[Prompt] Substitute "trouser leg" for "pant leg" in the part that opens with the line containing "Return the mask of every instance of the **pant" and closes with the line containing "222], [88, 228]]", and give back only those lines with everything else unchanged.

[Data supplied]

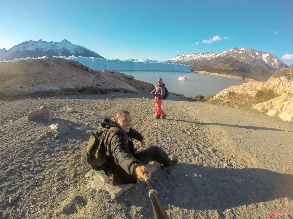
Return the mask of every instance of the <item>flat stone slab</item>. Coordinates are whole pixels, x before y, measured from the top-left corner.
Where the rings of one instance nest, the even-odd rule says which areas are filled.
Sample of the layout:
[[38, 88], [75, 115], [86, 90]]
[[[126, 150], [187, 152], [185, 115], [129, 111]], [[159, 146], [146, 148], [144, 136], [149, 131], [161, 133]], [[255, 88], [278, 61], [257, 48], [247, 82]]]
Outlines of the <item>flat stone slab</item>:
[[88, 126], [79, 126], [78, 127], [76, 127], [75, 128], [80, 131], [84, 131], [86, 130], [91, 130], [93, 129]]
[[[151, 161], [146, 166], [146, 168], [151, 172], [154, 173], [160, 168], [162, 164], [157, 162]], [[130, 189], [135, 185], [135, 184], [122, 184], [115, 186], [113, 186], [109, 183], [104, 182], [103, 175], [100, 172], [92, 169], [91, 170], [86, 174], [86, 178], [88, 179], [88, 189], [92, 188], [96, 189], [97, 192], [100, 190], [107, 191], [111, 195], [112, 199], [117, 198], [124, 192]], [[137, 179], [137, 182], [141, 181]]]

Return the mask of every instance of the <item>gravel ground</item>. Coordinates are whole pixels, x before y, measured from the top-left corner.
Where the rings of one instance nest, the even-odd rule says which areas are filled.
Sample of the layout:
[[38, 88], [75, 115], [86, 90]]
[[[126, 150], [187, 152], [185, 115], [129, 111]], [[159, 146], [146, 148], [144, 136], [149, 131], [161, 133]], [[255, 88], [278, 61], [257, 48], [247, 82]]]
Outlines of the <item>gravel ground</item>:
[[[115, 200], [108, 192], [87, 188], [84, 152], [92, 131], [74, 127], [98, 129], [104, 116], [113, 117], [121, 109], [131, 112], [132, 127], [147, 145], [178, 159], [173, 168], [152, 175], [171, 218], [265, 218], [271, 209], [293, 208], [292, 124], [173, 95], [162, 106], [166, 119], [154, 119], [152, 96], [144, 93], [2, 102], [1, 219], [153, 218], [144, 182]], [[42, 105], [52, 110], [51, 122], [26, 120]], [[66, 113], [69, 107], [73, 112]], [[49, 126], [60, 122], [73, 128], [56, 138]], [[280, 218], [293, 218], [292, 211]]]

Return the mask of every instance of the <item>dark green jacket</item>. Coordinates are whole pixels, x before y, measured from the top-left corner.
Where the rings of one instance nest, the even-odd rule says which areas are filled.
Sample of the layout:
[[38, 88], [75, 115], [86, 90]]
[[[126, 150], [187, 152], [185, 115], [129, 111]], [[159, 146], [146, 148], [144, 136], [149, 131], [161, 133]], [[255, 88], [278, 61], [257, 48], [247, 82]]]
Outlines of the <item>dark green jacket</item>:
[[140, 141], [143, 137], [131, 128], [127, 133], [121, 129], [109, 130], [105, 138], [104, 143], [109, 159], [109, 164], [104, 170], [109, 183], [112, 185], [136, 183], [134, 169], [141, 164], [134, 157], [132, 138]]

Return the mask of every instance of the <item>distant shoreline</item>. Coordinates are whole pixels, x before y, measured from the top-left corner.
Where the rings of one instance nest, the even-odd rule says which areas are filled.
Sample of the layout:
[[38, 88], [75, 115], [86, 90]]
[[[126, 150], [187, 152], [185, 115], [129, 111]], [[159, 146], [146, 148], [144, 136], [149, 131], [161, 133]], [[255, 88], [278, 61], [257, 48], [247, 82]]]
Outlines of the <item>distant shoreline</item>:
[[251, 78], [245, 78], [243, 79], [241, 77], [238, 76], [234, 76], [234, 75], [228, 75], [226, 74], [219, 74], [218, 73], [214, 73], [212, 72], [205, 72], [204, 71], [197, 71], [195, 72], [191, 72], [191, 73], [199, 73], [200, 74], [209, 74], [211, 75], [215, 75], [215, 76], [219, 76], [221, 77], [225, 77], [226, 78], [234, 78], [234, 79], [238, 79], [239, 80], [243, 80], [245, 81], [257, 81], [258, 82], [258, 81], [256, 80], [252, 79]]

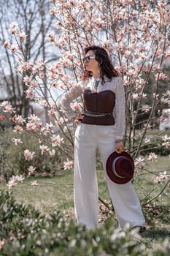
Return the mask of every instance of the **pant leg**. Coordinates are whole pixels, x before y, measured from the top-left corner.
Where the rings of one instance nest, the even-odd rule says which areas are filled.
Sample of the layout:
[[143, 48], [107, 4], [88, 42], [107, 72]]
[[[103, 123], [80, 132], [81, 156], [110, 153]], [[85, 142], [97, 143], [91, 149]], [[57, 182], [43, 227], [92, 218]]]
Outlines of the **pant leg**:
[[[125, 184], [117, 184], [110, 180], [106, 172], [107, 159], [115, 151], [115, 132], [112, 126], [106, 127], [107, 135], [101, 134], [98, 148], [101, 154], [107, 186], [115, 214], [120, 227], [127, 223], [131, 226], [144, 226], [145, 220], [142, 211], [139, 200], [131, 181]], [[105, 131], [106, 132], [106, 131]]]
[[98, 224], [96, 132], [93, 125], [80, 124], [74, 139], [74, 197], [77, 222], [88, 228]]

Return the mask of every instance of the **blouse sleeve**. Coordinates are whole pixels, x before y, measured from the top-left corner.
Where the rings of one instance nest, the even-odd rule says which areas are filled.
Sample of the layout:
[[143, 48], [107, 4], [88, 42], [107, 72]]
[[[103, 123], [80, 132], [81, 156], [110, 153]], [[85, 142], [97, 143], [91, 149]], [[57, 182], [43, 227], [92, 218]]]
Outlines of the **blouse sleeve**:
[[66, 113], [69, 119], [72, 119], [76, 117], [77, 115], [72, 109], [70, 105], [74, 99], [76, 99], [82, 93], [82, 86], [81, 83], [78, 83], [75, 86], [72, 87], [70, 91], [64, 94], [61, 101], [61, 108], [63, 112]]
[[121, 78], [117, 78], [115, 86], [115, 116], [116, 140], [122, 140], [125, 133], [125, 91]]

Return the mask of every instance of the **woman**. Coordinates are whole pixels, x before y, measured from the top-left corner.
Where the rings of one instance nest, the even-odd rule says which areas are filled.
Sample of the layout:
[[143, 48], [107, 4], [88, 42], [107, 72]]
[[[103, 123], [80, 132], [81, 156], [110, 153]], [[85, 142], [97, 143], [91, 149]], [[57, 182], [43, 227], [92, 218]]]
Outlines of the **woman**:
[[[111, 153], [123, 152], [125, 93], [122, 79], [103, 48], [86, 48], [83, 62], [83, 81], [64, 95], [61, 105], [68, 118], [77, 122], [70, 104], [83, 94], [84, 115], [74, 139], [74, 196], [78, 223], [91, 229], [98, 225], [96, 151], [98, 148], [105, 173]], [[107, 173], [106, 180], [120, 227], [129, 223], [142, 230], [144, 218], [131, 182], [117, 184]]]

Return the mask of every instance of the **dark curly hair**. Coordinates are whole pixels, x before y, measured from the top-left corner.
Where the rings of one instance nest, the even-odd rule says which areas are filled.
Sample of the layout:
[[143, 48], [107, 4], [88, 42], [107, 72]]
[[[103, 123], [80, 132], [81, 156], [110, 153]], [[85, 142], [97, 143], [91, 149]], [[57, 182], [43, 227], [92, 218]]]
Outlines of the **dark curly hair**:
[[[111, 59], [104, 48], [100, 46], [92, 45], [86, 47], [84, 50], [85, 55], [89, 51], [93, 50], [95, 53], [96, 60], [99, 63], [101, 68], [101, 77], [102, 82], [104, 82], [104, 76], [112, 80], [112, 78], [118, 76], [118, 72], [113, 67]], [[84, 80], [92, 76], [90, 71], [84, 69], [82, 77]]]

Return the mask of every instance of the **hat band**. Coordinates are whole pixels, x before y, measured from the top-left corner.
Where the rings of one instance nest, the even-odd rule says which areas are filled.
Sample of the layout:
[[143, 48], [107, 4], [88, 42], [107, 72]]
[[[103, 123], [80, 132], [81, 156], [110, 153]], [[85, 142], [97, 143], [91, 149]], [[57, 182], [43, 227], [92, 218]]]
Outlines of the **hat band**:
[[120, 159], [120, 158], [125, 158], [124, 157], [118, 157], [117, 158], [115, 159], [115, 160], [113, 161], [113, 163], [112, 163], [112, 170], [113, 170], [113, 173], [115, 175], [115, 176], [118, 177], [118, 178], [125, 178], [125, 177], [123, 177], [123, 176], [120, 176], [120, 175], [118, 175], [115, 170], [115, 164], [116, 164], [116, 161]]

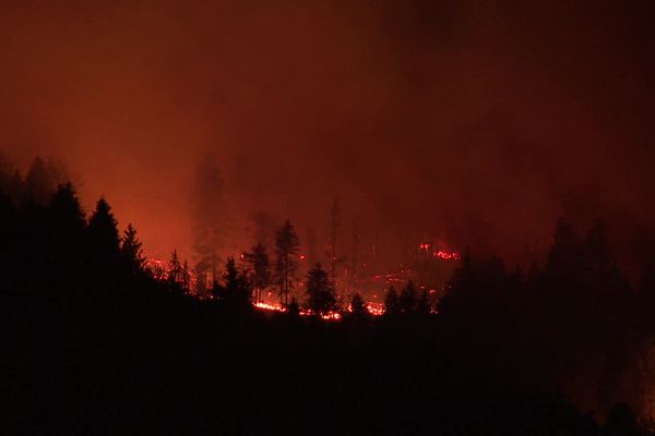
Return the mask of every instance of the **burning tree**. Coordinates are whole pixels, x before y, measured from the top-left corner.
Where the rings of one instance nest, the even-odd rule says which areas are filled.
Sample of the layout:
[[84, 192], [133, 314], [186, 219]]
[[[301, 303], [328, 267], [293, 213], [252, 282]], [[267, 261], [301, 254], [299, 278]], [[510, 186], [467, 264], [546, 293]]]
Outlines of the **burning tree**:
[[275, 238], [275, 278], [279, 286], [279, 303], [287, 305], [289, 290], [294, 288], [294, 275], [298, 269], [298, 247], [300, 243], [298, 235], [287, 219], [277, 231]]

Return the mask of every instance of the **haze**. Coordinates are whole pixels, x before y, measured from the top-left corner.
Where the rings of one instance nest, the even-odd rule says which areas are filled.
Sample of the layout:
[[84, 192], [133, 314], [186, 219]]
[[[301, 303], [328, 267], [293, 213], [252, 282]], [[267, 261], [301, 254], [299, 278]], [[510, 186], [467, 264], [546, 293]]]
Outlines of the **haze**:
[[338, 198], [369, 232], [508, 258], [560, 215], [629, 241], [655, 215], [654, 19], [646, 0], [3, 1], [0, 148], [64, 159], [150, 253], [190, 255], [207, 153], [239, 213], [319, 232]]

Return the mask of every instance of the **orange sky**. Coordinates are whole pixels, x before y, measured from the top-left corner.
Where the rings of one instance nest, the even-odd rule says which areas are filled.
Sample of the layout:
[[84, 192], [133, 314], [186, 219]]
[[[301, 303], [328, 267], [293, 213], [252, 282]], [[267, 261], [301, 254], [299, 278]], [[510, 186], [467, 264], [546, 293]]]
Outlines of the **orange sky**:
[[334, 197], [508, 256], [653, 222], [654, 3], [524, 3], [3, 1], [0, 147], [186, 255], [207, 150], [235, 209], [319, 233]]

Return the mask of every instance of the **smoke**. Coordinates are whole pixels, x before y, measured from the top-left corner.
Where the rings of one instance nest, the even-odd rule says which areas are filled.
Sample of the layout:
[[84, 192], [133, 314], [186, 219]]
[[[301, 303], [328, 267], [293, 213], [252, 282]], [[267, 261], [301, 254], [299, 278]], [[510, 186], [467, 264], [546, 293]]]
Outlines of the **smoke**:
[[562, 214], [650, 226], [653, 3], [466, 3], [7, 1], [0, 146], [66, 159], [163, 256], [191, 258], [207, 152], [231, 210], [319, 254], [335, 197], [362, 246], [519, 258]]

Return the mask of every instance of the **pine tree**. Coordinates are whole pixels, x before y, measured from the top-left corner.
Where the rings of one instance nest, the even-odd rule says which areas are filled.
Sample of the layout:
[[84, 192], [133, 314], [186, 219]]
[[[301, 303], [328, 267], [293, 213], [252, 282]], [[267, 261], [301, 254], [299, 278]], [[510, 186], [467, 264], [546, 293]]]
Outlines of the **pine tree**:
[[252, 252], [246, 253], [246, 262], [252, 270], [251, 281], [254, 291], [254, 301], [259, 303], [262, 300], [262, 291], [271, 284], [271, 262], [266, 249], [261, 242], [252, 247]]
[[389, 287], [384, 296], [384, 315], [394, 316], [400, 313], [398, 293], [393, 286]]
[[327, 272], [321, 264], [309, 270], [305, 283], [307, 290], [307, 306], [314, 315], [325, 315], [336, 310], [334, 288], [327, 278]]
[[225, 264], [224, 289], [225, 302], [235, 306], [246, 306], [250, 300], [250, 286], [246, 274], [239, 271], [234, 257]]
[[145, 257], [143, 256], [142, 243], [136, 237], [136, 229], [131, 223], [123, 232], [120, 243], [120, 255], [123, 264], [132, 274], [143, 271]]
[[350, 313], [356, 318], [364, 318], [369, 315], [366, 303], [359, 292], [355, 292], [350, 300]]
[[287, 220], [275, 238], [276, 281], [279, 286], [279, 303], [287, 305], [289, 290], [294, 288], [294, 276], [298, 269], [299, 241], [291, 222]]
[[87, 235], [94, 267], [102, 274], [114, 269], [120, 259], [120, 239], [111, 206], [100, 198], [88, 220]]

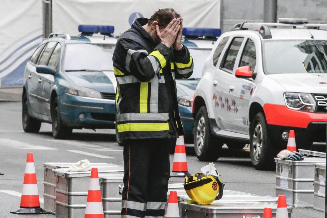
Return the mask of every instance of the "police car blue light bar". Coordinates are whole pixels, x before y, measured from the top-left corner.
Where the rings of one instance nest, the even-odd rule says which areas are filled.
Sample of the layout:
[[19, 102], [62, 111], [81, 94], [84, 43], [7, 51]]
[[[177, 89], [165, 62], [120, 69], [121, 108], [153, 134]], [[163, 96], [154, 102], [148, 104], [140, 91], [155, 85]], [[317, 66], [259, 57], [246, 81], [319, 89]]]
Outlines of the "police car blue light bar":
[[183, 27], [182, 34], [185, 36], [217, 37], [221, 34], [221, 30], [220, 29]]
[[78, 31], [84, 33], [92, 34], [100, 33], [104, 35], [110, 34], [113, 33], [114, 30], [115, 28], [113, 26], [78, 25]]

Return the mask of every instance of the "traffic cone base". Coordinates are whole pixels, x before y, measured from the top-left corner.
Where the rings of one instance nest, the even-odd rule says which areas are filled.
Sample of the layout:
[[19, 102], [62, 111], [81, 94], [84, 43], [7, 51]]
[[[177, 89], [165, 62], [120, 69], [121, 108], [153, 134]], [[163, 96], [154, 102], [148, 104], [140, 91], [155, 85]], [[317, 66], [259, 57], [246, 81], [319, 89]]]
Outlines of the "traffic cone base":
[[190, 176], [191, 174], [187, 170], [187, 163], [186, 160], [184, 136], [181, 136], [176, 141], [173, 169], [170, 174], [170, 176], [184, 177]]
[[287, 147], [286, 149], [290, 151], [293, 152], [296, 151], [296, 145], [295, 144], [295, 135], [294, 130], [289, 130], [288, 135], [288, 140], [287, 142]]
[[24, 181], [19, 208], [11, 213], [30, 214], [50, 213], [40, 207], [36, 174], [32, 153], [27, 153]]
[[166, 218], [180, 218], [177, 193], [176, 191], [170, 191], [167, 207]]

[Answer to this task]
Return the mask of every instance of the **trouser leg**. Coordinates are whole pixels, x before y, measured from the top-left corner.
Where the rings of one instance nest, the even-odd rule says which areas are filled.
Sample of the layout:
[[143, 48], [107, 4], [88, 42], [107, 72]]
[[[103, 123], [80, 132], [81, 156], [110, 153]], [[85, 142], [97, 143], [91, 149]], [[57, 182], [43, 227], [92, 218]]]
Outlines of the **trouser leg**:
[[[125, 184], [117, 184], [110, 180], [106, 172], [107, 159], [115, 151], [115, 132], [112, 126], [106, 127], [107, 135], [101, 134], [98, 148], [101, 154], [107, 186], [115, 214], [120, 227], [127, 223], [131, 226], [144, 226], [145, 220], [142, 211], [139, 200], [131, 181]], [[105, 131], [106, 132], [106, 131]]]
[[98, 224], [96, 132], [93, 125], [80, 124], [74, 139], [74, 197], [77, 222], [88, 228]]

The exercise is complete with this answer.